↓↓↓

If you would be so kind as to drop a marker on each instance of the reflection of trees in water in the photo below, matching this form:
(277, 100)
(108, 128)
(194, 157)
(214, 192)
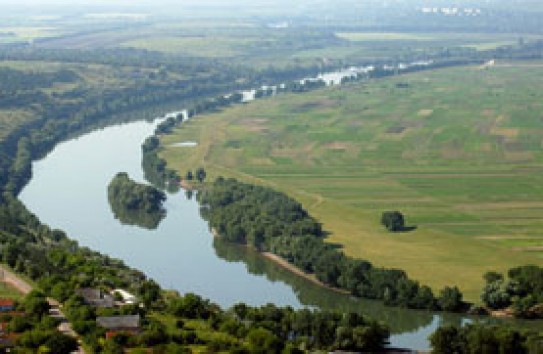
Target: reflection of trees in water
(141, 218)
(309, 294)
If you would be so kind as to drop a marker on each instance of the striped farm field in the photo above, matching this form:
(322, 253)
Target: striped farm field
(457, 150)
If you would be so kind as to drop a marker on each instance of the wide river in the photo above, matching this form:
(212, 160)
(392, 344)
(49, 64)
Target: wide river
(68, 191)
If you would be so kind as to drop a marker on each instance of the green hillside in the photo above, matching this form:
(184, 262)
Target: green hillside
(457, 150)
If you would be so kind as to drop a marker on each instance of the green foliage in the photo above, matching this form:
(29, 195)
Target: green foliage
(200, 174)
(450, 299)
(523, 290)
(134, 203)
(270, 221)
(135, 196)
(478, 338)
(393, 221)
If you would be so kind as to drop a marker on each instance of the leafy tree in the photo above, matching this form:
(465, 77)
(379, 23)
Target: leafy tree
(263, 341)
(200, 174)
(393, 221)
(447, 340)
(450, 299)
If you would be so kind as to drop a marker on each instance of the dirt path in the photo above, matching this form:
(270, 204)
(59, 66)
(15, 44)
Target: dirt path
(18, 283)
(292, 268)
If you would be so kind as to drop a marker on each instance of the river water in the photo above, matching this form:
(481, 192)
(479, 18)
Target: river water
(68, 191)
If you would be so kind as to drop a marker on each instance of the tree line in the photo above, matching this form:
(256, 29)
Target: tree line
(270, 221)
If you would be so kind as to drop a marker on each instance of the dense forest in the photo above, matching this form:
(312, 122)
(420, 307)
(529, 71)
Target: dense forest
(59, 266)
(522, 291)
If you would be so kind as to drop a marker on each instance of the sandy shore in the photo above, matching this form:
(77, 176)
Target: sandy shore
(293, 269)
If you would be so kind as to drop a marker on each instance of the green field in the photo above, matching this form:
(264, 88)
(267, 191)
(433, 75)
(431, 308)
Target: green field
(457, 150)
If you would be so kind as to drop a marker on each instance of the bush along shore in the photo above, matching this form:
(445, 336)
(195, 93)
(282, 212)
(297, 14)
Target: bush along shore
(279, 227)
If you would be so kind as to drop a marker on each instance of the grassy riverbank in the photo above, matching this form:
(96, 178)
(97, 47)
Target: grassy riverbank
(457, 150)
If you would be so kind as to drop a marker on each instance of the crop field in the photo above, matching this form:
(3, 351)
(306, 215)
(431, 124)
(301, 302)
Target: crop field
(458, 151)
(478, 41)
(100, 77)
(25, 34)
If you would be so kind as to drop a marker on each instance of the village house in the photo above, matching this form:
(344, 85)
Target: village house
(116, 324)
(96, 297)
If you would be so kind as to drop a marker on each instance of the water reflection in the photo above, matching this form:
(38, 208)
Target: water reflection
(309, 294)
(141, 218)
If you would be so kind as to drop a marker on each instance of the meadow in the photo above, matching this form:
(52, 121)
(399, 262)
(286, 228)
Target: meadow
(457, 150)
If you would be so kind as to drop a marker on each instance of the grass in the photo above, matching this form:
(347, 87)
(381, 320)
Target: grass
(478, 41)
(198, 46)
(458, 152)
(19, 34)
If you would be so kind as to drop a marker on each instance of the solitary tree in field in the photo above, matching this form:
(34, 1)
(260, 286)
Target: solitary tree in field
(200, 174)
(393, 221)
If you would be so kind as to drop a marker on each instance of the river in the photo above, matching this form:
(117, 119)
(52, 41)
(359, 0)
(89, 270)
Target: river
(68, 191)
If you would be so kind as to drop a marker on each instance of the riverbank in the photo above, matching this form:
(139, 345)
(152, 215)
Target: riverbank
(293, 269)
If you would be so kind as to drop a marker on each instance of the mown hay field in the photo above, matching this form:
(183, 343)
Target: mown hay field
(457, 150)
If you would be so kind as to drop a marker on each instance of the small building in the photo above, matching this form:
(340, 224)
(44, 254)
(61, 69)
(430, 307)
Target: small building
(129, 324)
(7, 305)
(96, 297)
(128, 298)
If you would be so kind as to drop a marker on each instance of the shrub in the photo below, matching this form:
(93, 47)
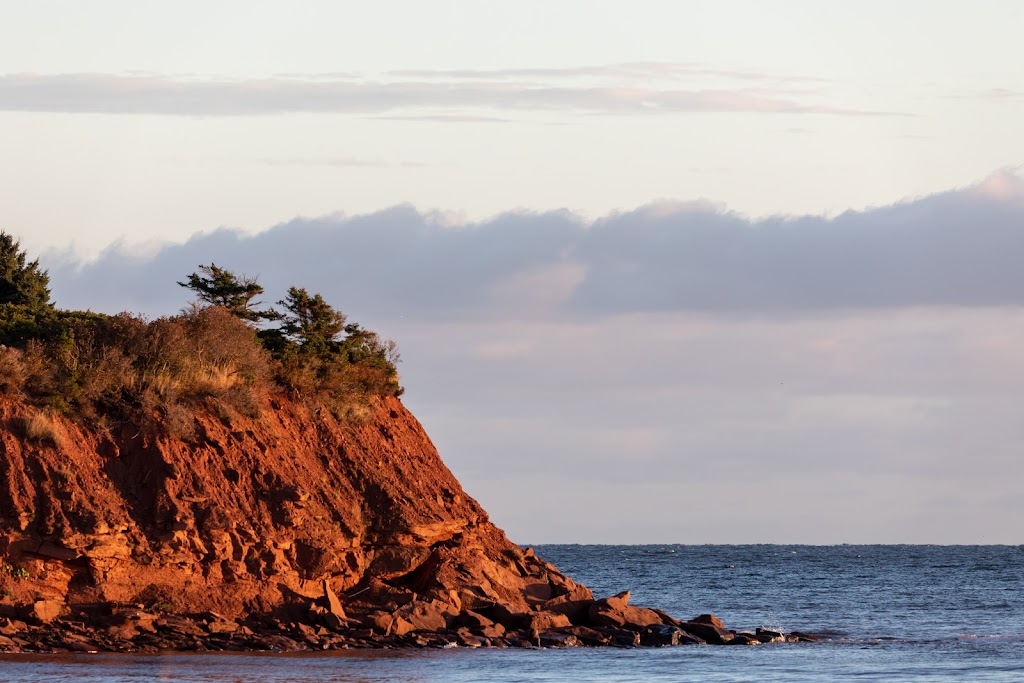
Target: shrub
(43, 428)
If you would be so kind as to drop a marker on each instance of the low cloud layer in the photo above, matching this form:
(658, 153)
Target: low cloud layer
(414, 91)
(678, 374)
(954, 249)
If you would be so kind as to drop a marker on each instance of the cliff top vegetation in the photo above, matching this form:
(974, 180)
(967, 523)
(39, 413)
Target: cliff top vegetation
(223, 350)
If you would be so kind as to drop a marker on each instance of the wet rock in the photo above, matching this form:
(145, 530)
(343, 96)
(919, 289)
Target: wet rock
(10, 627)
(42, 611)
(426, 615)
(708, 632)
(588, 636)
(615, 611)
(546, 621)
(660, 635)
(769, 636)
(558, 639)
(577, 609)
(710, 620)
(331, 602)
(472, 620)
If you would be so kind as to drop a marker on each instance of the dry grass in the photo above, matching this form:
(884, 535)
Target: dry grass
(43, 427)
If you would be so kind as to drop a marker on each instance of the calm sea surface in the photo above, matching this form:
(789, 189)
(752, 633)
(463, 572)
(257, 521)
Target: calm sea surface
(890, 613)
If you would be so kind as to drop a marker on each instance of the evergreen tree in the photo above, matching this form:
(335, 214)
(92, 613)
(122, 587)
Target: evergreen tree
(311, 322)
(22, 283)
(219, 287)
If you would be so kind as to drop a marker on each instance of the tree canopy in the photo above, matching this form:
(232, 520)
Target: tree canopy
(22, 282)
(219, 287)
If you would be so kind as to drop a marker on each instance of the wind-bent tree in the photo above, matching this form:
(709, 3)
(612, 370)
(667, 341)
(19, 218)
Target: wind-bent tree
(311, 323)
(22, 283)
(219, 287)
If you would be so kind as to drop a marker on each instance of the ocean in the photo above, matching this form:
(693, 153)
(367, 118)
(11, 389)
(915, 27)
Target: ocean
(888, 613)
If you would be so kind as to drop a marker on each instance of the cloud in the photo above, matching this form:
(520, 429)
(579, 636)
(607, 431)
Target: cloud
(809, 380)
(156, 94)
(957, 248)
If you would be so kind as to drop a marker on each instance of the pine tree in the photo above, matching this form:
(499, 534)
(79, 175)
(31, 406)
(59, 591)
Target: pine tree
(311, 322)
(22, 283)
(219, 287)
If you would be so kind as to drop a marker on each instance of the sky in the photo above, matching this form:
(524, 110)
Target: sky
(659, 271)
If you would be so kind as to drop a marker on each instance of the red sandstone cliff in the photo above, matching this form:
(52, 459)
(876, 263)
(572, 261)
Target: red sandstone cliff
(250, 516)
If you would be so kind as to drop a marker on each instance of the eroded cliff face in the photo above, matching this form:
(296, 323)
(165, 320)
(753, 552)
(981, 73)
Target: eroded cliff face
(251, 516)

↑↑↑

Given task ▸ Everything from the line containing "of the evergreen" through the last line of the records must be given again exactly; leave out all other lines.

Exercise answer ▸
If you would be so kind as to drop a marker on each instance of the evergreen tree in the photo above, matching this form:
(335, 214)
(92, 613)
(122, 587)
Target: evergreen tree
(311, 322)
(22, 283)
(219, 287)
If you would be so kind as to drop a marker on each instance of the tree canopy in the photo above, matching this form:
(232, 520)
Target: tree canopy
(22, 282)
(219, 287)
If you would be so kind as to drop a marker on each instance of the wind-bent tree in the photo above, matching this form:
(709, 3)
(612, 370)
(667, 341)
(19, 218)
Target: wind-bent tree
(311, 323)
(22, 283)
(219, 287)
If you would be so kind as to drop a marker on each instance of the ocean in the photo above, matching this form:
(693, 153)
(367, 118)
(11, 389)
(915, 27)
Target: ocean
(888, 613)
If you would be so kind as to drop a marker on each instance of the cloud in the photo above, matching this form:
(520, 429)
(579, 636)
(607, 431)
Target: cloud
(809, 380)
(156, 94)
(957, 248)
If you would be so kind as to drop a marker on each instance of the pine tree in the photo above, matching this form:
(499, 534)
(79, 175)
(31, 406)
(59, 591)
Target: pine tree
(311, 322)
(22, 283)
(219, 287)
If you would be so kind as to drop a marker on each instance of the sky in the photo above, matching this form:
(524, 110)
Target: sky
(659, 271)
If you would be so kind as to drop a marker on each instance of the red sandstone cliff in the photo above, matching this form:
(52, 459)
(876, 263)
(572, 261)
Target: red sandstone cliff
(250, 516)
If you would be so kind as to drop a marker on each instance of the eroded cliff face in the photo above, matching this form:
(296, 323)
(165, 320)
(753, 552)
(981, 73)
Target: eroded cliff face
(251, 516)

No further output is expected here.